We are on the eve of a lot of changes in the field of Home Smart accessories. Despite the fact that a lot still needs to be done, we take a dive into the deep end. We are going to make our first Matter accessories. Although it is still in development, this is the time that it will make large steps ahead. With the release of IOS 16, matter Development has been integrated into the Home app and the start signal has been given.
Matter
Matter, previously project CHIP, is the new foundation for connected things. Guided by the Connectivity Standards Alliance, and developed through collaboration amongst all the leaders of the IoT industry, Matter focuses on building connected devices that are secure, reliable, and importantly, seamless to use. These Matter accessories will create a simple smart home control for the whole family: anyone in the home can control multiple smart home devices wirelessly with the press of a button, instead of resorting to a smartphone app.
Prerequisites
Before we can start this experiment need to set up the environment Prerequisites.
Docker
Docker is an open platform for developing, shipping, and running applications. Docker enables you to separate your applications from your infrastructure so you can deliver software quickly. With Docker, you can manage your infrastructure in the same ways you manage your applications. By taking advantage of Docker’s methodologies for shipping, testing, and deploying code quickly, you can significantly reduce the delay between writing code and running it in production.

### [Data to use]
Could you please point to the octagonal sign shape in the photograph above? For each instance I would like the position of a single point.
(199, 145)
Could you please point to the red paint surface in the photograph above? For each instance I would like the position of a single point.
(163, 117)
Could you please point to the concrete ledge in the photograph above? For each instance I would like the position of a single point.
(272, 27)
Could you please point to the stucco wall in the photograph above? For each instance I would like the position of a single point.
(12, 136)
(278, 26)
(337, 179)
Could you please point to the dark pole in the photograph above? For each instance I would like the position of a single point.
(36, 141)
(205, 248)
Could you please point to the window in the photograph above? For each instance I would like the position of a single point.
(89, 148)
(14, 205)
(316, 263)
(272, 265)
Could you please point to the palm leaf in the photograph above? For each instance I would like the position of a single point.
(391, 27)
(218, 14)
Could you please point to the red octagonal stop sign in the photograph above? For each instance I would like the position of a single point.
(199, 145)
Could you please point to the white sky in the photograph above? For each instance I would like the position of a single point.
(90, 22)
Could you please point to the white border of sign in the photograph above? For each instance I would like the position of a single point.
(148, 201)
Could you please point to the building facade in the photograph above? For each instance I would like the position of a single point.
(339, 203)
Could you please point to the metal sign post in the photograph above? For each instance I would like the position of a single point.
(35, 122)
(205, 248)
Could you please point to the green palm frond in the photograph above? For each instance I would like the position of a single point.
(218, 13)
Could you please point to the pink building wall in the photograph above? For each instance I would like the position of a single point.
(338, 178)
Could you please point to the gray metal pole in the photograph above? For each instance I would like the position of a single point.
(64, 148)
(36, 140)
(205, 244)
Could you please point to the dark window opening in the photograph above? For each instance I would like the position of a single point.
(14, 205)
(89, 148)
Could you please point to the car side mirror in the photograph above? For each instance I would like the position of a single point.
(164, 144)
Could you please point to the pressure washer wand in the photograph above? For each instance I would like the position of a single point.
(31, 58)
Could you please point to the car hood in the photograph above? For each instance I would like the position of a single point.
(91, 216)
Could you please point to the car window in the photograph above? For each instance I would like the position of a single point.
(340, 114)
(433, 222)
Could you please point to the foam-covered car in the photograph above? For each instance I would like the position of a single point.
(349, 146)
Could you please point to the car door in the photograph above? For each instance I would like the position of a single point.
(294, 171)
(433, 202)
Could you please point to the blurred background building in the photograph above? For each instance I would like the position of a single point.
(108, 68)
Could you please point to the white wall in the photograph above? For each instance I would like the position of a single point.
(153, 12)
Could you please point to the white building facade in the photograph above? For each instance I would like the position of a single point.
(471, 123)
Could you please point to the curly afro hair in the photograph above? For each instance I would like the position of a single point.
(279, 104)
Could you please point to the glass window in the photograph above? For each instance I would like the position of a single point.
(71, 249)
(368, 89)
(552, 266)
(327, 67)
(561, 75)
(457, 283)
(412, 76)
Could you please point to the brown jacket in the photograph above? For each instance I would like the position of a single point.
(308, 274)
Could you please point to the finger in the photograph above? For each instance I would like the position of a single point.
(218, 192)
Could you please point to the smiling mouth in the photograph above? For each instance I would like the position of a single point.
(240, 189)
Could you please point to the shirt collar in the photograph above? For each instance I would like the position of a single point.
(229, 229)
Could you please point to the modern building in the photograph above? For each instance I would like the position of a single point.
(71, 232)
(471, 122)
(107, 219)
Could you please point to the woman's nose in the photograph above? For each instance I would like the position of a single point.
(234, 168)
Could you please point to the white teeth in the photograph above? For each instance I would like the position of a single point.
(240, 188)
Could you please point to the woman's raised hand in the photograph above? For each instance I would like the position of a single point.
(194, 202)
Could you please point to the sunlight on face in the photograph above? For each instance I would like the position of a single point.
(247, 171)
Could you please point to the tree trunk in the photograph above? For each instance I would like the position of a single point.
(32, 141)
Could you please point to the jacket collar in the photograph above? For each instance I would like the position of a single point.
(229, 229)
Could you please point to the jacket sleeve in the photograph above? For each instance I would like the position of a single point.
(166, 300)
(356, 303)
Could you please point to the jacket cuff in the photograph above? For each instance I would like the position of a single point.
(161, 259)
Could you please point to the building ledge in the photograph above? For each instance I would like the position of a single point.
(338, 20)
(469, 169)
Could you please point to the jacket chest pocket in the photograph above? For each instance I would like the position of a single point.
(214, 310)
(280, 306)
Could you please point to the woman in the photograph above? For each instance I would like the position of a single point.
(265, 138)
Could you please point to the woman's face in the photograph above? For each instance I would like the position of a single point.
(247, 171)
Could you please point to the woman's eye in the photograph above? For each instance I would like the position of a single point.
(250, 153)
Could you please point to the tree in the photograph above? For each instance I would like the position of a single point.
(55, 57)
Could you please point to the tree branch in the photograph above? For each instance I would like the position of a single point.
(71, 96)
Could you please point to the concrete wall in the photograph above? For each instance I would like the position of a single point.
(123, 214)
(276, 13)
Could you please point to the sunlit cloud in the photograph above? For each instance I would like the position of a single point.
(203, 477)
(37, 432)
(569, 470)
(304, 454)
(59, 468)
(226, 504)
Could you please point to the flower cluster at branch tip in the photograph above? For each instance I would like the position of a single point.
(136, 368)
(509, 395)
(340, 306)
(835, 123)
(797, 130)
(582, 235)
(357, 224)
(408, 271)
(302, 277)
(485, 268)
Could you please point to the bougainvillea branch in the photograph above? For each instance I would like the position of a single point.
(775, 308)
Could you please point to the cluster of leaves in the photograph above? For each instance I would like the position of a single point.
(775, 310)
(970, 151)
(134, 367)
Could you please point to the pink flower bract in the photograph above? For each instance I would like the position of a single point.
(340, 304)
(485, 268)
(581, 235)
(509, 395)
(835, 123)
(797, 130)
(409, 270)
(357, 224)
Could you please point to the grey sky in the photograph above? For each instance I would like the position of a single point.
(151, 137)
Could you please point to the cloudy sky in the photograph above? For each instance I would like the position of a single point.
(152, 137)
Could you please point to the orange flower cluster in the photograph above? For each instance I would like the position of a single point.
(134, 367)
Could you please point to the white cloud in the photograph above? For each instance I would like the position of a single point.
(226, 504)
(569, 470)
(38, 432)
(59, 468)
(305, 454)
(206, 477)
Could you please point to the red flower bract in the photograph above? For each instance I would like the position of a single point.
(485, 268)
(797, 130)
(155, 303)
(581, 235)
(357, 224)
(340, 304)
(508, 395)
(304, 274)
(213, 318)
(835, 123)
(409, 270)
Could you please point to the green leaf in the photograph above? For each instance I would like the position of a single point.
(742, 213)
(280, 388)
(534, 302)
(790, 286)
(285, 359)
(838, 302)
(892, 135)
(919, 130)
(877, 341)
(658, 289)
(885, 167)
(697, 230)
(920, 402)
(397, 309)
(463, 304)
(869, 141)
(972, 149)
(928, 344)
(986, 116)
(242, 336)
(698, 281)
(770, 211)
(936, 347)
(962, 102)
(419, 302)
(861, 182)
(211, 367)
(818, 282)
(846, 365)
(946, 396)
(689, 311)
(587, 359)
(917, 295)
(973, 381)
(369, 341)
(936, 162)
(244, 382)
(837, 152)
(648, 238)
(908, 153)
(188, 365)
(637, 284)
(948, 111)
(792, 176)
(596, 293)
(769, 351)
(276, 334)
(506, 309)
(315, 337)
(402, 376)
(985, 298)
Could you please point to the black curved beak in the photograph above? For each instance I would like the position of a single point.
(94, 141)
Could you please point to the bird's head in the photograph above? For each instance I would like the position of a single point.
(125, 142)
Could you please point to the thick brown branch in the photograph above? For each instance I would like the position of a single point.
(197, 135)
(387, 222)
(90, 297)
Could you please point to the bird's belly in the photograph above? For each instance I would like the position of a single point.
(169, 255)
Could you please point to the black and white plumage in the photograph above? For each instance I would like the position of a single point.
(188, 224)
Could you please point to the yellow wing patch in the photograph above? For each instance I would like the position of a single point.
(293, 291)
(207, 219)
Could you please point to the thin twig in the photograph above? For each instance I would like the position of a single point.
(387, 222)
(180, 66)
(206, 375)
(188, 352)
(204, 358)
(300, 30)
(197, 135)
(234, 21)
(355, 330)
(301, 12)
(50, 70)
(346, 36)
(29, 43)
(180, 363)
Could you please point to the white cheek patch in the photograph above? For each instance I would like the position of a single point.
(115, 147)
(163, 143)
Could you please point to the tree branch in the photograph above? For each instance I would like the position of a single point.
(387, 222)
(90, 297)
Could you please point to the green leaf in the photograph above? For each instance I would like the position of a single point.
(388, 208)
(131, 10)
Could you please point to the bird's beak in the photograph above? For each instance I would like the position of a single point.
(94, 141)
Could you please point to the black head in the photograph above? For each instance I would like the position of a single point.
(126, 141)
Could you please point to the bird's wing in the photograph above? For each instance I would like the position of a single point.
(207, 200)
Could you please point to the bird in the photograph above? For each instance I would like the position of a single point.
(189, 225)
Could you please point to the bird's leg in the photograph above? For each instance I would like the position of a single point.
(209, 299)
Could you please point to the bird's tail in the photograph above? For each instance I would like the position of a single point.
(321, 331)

### [Challenges]
A. Name every section heading that appears in the passage on Matter accessories.
B. Put the records from the line holding "Could you please point to the bird in" through the end of the records, inclusive, into a two-column CSV with the columns request and point. Give one row per request, with each field quoted and any line breaks turned into spaces.

### [Task-by-task answers]
A.
Matter
Prerequisites
Docker

B.
request,point
"Could you please point to the bird in the photograph above? For each instance I would like the position of a single point.","(189, 225)"
"Could you please point to the bird's leg in the photograph above? For each instance I would like the position of a single point.","(209, 299)"
"Could you please point to the bird's tail in the photograph above? For each instance I would like the position of a single point.","(321, 331)"